Text extract ->
━━━━━━━━━━━━━━━━

# Fact or fiction?



## lunkerhunter2 (Nov 3, 2007)

I stole this from a post on another forum. I call BS. There are a crap load of coyotes where this took place and i highly doubt this was a wolf if it even happened. No pics, no phone calls to the DWR, nothing but a story on the internet. If it is indeed true, that deer herd that winters there is gone. They won't have a chance against a huge wolf coming out of nowhere.
-----------------------------------------------------------------------

"Finally decided to just go over to East canyon. Got to our favorite spot and it was fast fishing. 
Then out of no where a HUGE wolf came out and dragged one of the sheep into the water and drowned it.Then after chewing on it for a bit the wolf started to chase more sheep untill we saw four dogs and a rancher come.
Went over and checked out the sheep. Wanted to let the rancher know that his sheep was dead but all I got from him was "sorry no english"
I personally have never seen a wolf this low but it was definitily one."


----------



## gitterdone81 (Sep 3, 2009)

BS! I think the fishing was slow.


----------



## Huge29 (Sep 17, 2007)

I think this one needs to be moved to the fish story section. All ranchers speak da English, but most herders are a little slow on the ingrish.


----------



## Bowdacious (Sep 16, 2007)

It's true...the only thing that was left out of the story was that after the guy spoke to the rancher, out jumped big foot with his buddy, the abominable snow man, and they ate the rancher and his dogs.


----------



## Ton_Def (Dec 23, 2008)

Eh. Fiction. It was posted by someone who also said they caught monster brookies out of the Ogden, and 21st ST. pond. :roll:


----------

━━━━━━━━━━━━━━━━

Extracted information ->
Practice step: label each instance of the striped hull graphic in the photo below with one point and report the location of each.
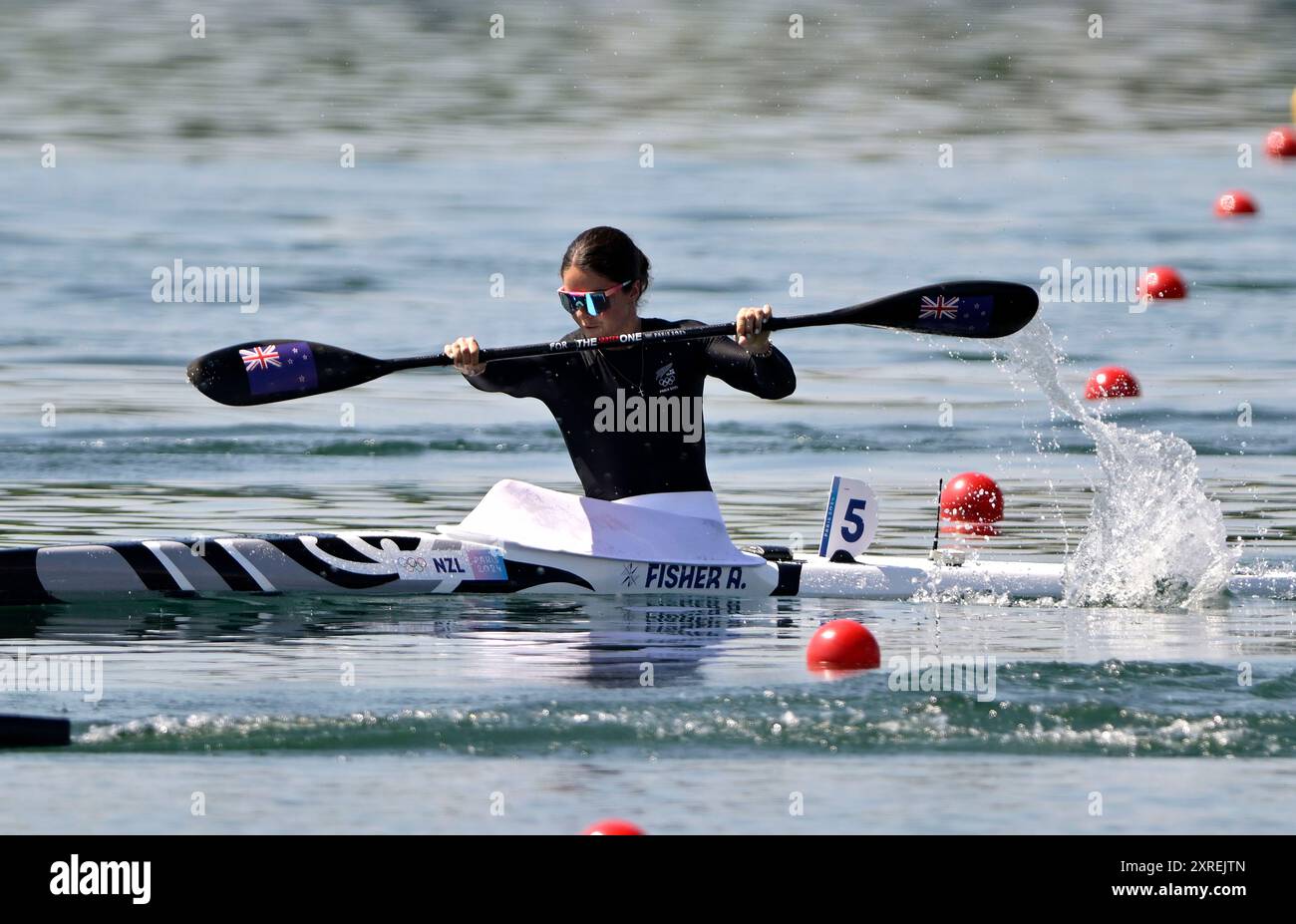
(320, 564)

━━━━━━━━━━━━━━━━

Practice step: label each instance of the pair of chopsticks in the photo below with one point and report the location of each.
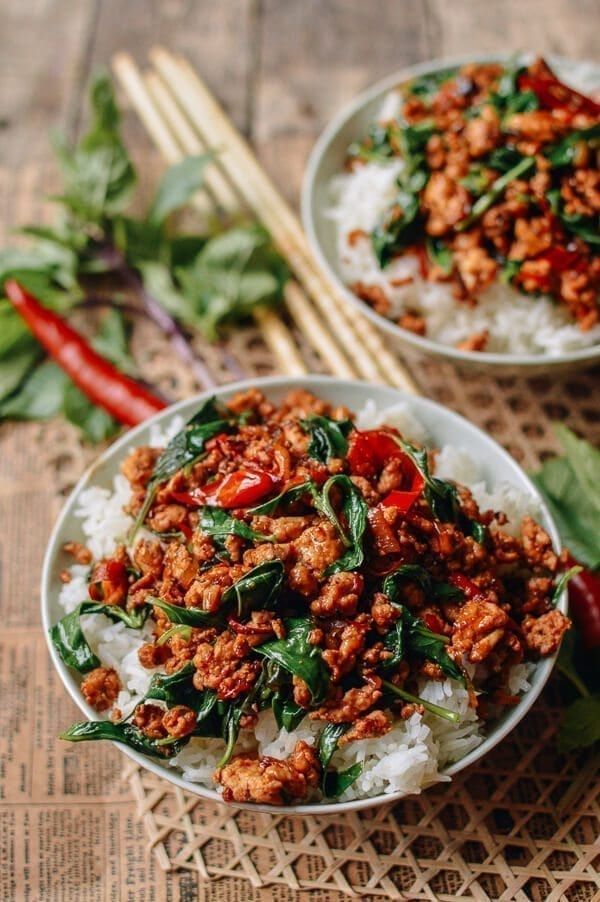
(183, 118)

━━━━━━━━━━━━━━━━

Given instruction ->
In the forum thread, what did the fishermen in the quoted story see arrive while the wolf was chasing more sheep?

Exercise result ->
Four dogs and a rancher.